§ **EXCERPT PROVIDED**:

══════════════════════════════

# Shaved my arms and chest



## Sambuca (Jul 25, 2012)

And I look hilarious thanks people.

I miss my rug


----------



## arnoldisnumerou (Jan 7, 2009)

I manscaped in the run up to Christmas. Looked weird in the mirror. Never did my arms, thought that would be weird


----------



## Justin Cider (Jul 18, 2010)

Mate.

Shaving is the way forward.

I always have a shaved chest, bollocks, grade 1 the lawn, shave the pits, arms...

So much nicer!

done legs before, felt weird yet liberating


----------



## Kloob (Jun 3, 2012)

Picsornobaldy.


----------



## LeBigMac (Jul 17, 2011)

Justin Cider said:


> Mate.
> 
> Shaving is the way forward.
> 
> ...


No, lazer is the way forward!


----------



## Milky (Nov 30, 2008)

Chest l can get but arms ?

WTF is all that about ?


----------



## Blinkey (May 14, 2012)

Milky said:


> Chest l can get but arms ?
> 
> WTF is all that about ?


Maybe he is a monkey boy.


----------



## mojo-jojo (Jul 8, 2012)

maybe he looks like the kid from jumanji when he starts turning into a monkey


----------



## Godzuki (Sep 30, 2011)

Wish I could grow hair


----------



## Captain-splooge (May 29, 2011)

yeah arms and legs is a bit weird unless your going for a show. even then, arms.. really?


----------



## RascaL18 (Nov 13, 2008)

i do my chest as i just get a little island crappy **** and i had top of my legs lazered because my jeans rubbed my quads bad and made my hairs ingrowing, done armpits too but felt like a bellend doing hangin leg raises in gym!!


----------



## LeBigMac (Jul 17, 2011)

LeBigMac said:


> No, lazer is the way forward!


I should add. Ie only ever hAd it did on chest, shoulders and back. Can't imagine it being to pleasant getting the old keyber pass and niagra falls done :crying:


----------



## Sambuca (Jul 25, 2012)

I'm so hairy lol. Not sure why I did my monkey boy arms it was just natural progression from balls to chest to arms except I've left my hairy legs haha


----------



## Ste7n (Jul 12, 2011)

I shave my arms because i have them sleeved tattoo wise, look a lot better hairless, wouldn't do them if i had no tattoos though... Trim my chest and love garden as well wouldn't shave them completely though that's mainly due to laziness...


----------



## Sambuca (Jul 25, 2012)

Captain-splooge said:


> yeah arms and legs is a bit weird unless your going for a show. even then, arms.. really?


Well I thought this but cus I have such hairy arms it just looked odd in the mirror have a smooth chest and hairy arms lol now I look even weirder and the Missus just burst out laughing at me... Haha


----------



## RockyD (Oct 8, 2012)

══════════════════════════════

§ **DATASET ROWS**:
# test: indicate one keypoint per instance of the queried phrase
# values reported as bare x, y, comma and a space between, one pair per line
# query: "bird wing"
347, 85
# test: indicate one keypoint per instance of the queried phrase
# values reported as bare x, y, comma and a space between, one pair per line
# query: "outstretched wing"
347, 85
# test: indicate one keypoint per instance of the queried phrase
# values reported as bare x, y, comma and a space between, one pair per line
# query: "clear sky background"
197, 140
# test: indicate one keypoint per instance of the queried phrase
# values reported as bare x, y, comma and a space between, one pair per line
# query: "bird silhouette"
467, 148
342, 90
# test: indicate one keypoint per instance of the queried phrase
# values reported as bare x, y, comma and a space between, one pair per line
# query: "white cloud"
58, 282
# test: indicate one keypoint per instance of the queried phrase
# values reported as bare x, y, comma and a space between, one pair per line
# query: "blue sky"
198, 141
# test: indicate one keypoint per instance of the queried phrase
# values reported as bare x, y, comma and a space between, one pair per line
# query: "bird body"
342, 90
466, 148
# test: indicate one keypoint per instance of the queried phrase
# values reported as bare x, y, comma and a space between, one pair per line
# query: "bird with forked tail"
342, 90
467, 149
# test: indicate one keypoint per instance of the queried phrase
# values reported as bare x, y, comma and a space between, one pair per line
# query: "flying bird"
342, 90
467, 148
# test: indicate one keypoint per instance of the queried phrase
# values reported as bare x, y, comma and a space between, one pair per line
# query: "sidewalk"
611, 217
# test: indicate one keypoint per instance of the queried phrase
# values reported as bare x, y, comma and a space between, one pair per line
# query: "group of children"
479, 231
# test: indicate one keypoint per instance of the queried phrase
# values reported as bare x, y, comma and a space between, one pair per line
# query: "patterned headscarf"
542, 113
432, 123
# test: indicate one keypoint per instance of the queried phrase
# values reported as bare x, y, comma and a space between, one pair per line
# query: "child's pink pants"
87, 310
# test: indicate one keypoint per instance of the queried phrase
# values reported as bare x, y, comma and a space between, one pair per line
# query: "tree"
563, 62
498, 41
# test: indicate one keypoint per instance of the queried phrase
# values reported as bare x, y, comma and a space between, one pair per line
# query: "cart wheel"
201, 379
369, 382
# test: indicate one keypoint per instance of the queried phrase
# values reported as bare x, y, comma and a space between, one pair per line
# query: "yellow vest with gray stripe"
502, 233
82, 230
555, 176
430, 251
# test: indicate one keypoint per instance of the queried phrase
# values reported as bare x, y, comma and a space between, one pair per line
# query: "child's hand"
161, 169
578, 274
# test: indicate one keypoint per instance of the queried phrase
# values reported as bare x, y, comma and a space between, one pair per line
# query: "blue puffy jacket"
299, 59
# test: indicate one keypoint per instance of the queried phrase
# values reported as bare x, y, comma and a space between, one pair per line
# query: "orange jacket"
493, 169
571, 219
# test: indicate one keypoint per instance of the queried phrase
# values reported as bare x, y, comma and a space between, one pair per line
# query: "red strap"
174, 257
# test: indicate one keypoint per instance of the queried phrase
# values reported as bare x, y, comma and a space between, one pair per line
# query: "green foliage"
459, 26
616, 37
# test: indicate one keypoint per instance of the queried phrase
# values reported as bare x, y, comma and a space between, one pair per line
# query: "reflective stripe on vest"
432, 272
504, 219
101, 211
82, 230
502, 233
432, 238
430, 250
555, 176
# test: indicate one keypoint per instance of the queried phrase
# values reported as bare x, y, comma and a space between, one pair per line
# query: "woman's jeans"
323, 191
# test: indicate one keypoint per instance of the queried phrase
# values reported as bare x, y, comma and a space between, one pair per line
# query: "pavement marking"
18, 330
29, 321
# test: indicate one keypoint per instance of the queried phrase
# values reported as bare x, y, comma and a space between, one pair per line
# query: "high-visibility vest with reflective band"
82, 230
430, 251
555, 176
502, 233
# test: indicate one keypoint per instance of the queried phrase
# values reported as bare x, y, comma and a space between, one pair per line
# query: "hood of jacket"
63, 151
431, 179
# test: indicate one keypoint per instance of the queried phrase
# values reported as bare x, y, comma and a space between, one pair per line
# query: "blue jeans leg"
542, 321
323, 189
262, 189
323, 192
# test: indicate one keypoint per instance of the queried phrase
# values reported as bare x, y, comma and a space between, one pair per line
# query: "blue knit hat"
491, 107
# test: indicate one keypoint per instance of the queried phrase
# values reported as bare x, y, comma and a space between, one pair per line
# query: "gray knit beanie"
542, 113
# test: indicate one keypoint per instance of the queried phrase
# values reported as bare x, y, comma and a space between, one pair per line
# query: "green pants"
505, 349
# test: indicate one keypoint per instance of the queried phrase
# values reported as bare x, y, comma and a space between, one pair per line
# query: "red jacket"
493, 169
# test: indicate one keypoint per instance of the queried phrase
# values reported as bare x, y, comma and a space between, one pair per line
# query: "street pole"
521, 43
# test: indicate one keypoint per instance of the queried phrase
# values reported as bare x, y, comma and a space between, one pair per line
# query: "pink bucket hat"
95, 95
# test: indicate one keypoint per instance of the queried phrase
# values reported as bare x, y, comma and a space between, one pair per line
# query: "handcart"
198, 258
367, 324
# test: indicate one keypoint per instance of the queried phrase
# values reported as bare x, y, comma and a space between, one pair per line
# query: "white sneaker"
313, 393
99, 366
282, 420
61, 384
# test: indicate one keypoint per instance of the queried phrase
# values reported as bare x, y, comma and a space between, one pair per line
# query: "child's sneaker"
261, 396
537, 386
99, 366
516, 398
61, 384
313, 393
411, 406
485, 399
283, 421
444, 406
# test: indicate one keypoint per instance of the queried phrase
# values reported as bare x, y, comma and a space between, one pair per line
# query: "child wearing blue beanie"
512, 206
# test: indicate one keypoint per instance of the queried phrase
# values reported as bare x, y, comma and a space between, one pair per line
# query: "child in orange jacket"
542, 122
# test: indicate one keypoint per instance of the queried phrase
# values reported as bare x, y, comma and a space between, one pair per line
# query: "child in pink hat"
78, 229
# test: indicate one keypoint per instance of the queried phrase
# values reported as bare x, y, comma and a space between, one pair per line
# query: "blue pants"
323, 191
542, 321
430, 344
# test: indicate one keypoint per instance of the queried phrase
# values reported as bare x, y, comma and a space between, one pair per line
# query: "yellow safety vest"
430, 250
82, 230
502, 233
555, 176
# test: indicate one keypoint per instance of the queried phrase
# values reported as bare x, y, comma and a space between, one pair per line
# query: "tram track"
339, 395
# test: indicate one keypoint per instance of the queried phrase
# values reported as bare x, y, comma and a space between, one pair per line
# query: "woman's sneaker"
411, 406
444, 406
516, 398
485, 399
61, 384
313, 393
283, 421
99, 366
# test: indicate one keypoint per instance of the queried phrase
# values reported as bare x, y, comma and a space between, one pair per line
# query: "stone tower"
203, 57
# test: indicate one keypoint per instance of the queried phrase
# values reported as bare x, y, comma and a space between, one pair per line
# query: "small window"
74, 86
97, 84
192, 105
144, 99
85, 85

══════════════════════════════

§ **WHAT IS ASKED**:
1. Copy everything in the shaving thread from "## Ste7n (Jul" down to "due to laziness...".
2. Identify every line of the listing that contains the word "sneaker", and copy each of those lines.
The shaving thread and the listing come from separate, unrelated sources.

§ **RESULTS**:
1.
## Ste7n (Jul 12, 2011)

I shave my arms because i have them sleeved tattoo wise, look a lot better hairless, wouldn't do them if i had no tattoos though... Trim my chest and love garden as well wouldn't shave them completely though that's mainly due to laziness...

2.
# query: "white sneaker"
# query: "child's sneaker"
# query: "woman's sneaker"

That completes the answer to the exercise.